━━ Dataset
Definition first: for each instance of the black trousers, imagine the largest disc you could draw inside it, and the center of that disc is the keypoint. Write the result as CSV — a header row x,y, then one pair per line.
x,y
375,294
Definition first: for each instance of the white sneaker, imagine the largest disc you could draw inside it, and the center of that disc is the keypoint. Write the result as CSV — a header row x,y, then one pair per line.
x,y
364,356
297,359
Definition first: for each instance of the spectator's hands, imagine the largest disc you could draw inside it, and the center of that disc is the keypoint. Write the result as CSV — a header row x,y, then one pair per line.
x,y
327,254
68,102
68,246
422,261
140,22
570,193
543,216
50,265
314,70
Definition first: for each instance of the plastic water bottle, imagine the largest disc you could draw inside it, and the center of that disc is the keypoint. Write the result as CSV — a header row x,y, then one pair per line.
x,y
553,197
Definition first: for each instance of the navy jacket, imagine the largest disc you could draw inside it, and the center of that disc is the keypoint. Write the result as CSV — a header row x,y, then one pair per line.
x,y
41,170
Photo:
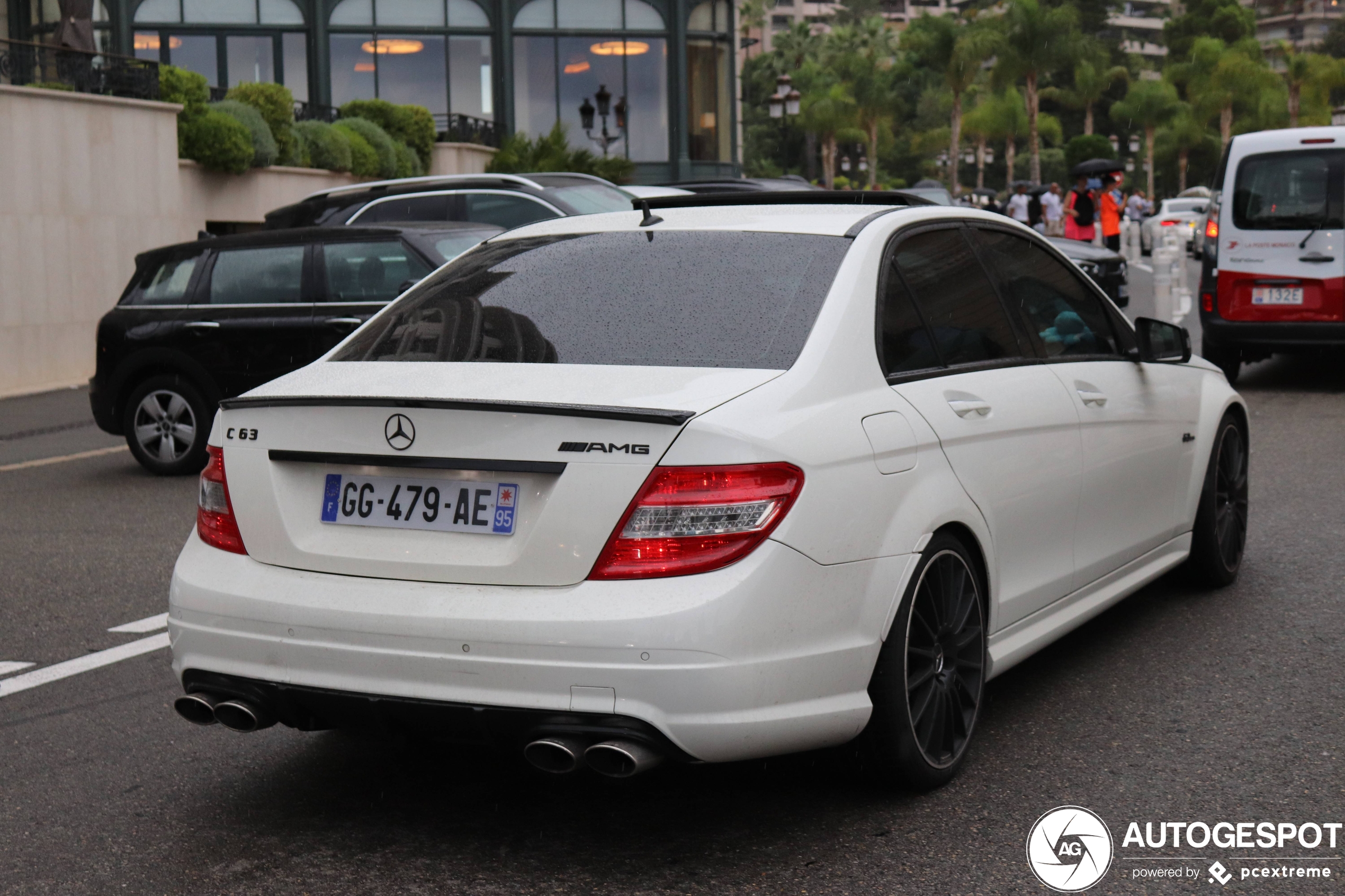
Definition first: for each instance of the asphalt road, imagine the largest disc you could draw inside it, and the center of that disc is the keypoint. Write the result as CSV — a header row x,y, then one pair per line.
━━━━
### [What the exercise asks]
Rewrite all the records above with every "disc" changed to "circle" and nothing else altered. Leave the pictures out.

### [Exercise answer]
Definition first: for each instance of the black trousers, imagine the largest circle you could draw inside it, and the center of that circle is the keypoint. Write the result as CSV — a header row x,y, then one pair per line.
x,y
375,294
Definition first: for each instance of the white sneaker, imagine the largest circle you could draw inside it, and the center of that circle is the keypoint. Write the result as CSV — a header row x,y, then one pair per line.
x,y
364,356
297,359
Definition first: for each instance of the spectator's hands, imagine the largest circle you could draw inside it, and the center of that circle is the keypoint. Write the result as CSV — a header row x,y, then one pair per line.
x,y
327,254
68,102
68,246
422,261
140,22
570,193
543,216
50,265
314,70
Definition first: for each instance of the plastic water bottle, imagine the largest circle you could draw inside it, and the center of that circle is the keypoint. Write the result as CSV — a header row x,y, then one pair per line.
x,y
553,197
Definition first: for each instance of the navy jacket, imagine the largest circle you could draw inside it, and the center of that circle is the keypoint. Write the result as CSV — a header row x,y, then one pair per line.
x,y
41,170
Photo:
Definition first: for each instance of the asphalt road, imagine the largest circle you could draw inside it, and the center of that circle is the keypoint. Write the result as CSV — a header row x,y, then one pair per line.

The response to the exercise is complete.